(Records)
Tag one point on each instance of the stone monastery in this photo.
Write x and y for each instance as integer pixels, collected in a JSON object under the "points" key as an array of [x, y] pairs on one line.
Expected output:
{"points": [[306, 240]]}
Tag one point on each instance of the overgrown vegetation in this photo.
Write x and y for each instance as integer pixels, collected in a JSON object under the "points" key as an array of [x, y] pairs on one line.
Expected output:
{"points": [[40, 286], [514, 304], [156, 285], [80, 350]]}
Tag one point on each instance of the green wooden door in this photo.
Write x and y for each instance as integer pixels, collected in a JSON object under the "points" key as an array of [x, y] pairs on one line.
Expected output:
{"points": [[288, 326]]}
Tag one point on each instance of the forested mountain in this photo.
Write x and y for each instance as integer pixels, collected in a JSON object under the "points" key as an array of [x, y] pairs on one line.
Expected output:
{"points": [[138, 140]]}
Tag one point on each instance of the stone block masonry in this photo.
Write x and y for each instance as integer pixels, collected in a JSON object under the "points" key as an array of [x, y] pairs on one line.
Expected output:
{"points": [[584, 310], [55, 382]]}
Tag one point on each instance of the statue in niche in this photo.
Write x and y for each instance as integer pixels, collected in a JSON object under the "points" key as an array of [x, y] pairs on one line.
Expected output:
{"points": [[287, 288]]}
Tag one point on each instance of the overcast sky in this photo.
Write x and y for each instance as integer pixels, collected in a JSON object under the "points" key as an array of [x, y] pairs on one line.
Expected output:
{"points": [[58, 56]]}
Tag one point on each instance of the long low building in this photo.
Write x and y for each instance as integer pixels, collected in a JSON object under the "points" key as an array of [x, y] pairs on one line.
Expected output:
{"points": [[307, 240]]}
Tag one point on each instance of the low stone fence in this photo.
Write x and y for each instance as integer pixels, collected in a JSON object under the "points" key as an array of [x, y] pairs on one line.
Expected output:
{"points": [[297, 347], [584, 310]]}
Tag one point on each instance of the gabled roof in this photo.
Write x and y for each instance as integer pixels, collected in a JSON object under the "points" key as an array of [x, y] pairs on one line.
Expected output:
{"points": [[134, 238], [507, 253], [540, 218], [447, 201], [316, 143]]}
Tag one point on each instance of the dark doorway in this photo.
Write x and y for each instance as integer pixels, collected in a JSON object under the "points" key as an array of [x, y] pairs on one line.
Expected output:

● What is asked
Please copy out, word for word, everything from the line containing "Tag one point on each instance of the dark" down to the end of the entries, including that line.

● Solution below
Tag one point on each instance of the dark doorway in this photo.
Write x and y for each instance as integer pixels, collected in a JSON object under the "points" key as an array of [x, y] pairs on one line.
Expected output:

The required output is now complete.